● Your assignment:
Look through the entries below. Report each line that has the word "building" in it.

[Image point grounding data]
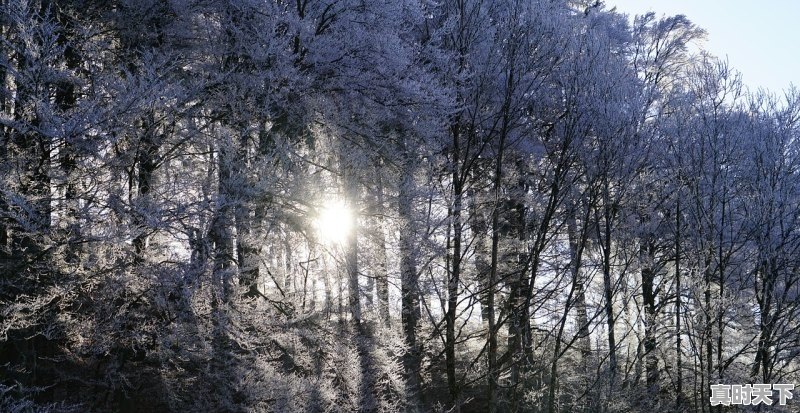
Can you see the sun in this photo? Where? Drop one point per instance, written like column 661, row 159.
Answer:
column 335, row 222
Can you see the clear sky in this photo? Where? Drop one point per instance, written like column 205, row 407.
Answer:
column 761, row 39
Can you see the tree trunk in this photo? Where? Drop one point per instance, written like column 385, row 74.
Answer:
column 409, row 287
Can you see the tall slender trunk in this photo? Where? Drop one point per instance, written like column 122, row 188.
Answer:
column 248, row 216
column 146, row 157
column 382, row 276
column 604, row 234
column 647, row 251
column 455, row 268
column 409, row 286
column 679, row 352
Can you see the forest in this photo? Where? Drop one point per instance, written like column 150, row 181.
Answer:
column 388, row 206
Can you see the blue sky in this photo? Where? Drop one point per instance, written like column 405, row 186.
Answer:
column 761, row 39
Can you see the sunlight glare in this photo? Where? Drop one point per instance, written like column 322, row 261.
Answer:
column 335, row 222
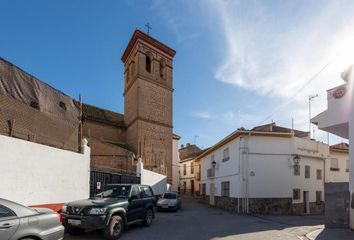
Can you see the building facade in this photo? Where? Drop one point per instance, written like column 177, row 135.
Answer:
column 34, row 111
column 338, row 119
column 337, row 164
column 175, row 163
column 189, row 169
column 268, row 169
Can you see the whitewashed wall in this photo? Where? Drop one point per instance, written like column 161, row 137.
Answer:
column 175, row 168
column 225, row 171
column 188, row 176
column 34, row 174
column 158, row 182
column 267, row 166
column 337, row 176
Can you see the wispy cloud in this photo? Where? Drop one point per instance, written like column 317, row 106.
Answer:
column 276, row 50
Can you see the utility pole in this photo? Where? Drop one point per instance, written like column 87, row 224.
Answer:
column 311, row 97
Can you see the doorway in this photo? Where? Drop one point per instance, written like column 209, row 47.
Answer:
column 306, row 202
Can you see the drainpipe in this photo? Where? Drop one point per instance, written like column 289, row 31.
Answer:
column 240, row 174
column 247, row 174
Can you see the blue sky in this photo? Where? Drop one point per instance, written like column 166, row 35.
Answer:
column 238, row 63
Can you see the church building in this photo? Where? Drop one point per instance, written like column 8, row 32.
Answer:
column 145, row 129
column 34, row 111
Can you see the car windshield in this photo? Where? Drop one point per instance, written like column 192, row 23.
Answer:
column 170, row 196
column 115, row 191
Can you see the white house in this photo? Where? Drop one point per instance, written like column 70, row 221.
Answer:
column 189, row 169
column 337, row 164
column 269, row 169
column 175, row 162
column 339, row 120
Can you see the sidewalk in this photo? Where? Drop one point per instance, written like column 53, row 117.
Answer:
column 331, row 234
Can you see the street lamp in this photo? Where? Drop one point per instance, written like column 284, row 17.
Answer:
column 311, row 97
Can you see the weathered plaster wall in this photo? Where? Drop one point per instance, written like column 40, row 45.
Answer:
column 33, row 174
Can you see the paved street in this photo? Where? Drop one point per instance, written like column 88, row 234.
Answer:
column 200, row 222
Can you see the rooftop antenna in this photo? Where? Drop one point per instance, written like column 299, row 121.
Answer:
column 195, row 139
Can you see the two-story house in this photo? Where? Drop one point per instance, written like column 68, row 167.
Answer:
column 268, row 169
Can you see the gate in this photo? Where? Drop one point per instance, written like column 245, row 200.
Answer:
column 98, row 180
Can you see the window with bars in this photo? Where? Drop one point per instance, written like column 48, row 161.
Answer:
column 319, row 174
column 334, row 164
column 210, row 173
column 307, row 171
column 296, row 170
column 225, row 155
column 148, row 64
column 296, row 194
column 203, row 189
column 318, row 197
column 225, row 189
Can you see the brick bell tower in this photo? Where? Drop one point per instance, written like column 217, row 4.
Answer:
column 148, row 101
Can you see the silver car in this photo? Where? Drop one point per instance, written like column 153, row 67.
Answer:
column 169, row 201
column 20, row 222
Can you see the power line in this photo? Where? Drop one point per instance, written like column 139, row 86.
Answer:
column 300, row 89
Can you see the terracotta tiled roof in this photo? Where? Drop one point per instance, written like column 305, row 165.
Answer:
column 150, row 40
column 272, row 127
column 101, row 115
column 340, row 147
column 189, row 151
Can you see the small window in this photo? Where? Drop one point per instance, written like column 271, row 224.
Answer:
column 62, row 105
column 334, row 165
column 296, row 194
column 5, row 212
column 225, row 155
column 203, row 189
column 34, row 104
column 147, row 192
column 148, row 64
column 296, row 170
column 135, row 191
column 318, row 197
column 225, row 189
column 307, row 171
column 132, row 68
column 162, row 68
column 319, row 174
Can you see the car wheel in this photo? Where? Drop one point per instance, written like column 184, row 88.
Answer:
column 74, row 231
column 149, row 216
column 114, row 230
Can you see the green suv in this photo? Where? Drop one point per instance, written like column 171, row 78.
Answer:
column 112, row 210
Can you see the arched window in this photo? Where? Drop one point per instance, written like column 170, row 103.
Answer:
column 148, row 64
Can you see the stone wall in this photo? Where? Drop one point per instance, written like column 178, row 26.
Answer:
column 337, row 198
column 315, row 208
column 270, row 205
column 279, row 206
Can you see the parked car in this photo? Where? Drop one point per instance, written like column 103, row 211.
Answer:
column 20, row 222
column 112, row 210
column 169, row 201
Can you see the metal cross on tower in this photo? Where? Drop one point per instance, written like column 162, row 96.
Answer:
column 148, row 28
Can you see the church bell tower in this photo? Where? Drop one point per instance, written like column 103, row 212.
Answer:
column 148, row 101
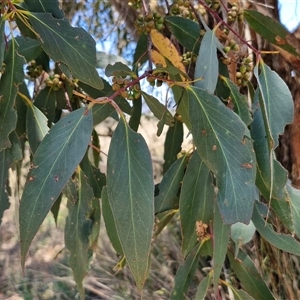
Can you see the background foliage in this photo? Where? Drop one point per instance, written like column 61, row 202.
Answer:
column 226, row 190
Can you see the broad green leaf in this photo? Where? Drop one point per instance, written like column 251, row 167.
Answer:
column 223, row 144
column 47, row 100
column 50, row 6
column 196, row 201
column 29, row 48
column 276, row 102
column 12, row 77
column 240, row 101
column 158, row 109
column 207, row 64
column 78, row 230
column 119, row 69
column 241, row 234
column 95, row 178
column 249, row 277
column 186, row 31
column 110, row 224
column 281, row 241
column 203, row 287
column 53, row 164
column 103, row 59
column 71, row 46
column 172, row 146
column 269, row 29
column 2, row 39
column 221, row 233
column 271, row 176
column 293, row 195
column 130, row 192
column 185, row 274
column 169, row 187
column 36, row 125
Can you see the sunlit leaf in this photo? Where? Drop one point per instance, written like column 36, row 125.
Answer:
column 223, row 144
column 249, row 277
column 71, row 46
column 130, row 192
column 77, row 231
column 53, row 164
column 169, row 187
column 12, row 77
column 207, row 64
column 196, row 201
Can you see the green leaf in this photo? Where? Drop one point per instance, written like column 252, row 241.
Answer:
column 50, row 6
column 170, row 185
column 281, row 241
column 240, row 101
column 221, row 233
column 185, row 274
column 276, row 112
column 12, row 77
column 77, row 231
column 186, row 31
column 119, row 69
column 53, row 164
column 249, row 277
column 71, row 46
column 241, row 234
column 29, row 48
column 207, row 64
column 222, row 142
column 36, row 124
column 203, row 287
column 294, row 201
column 269, row 29
column 110, row 224
column 159, row 110
column 196, row 201
column 130, row 192
column 172, row 146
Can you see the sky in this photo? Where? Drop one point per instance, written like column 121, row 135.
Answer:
column 290, row 13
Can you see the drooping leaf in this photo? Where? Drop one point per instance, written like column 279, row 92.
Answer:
column 281, row 241
column 196, row 201
column 29, row 48
column 270, row 29
column 36, row 125
column 186, row 32
column 221, row 233
column 77, row 231
column 119, row 69
column 207, row 64
column 249, row 277
column 50, row 6
column 53, row 164
column 169, row 187
column 293, row 195
column 240, row 101
column 276, row 102
column 110, row 222
column 241, row 234
column 130, row 192
column 172, row 145
column 71, row 46
column 222, row 142
column 203, row 287
column 185, row 274
column 159, row 110
column 12, row 77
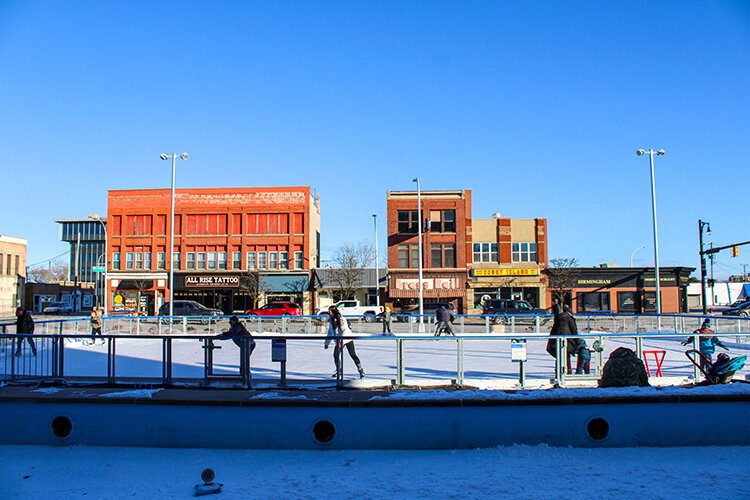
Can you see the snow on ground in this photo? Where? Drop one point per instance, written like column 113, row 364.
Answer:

● Written solution:
Can you see the building facade in this photo? Where? Drop one point per instance, written like column 177, row 135.
Can you see the church building in this photo? Where? Drop one point per instance, written like column 8, row 32.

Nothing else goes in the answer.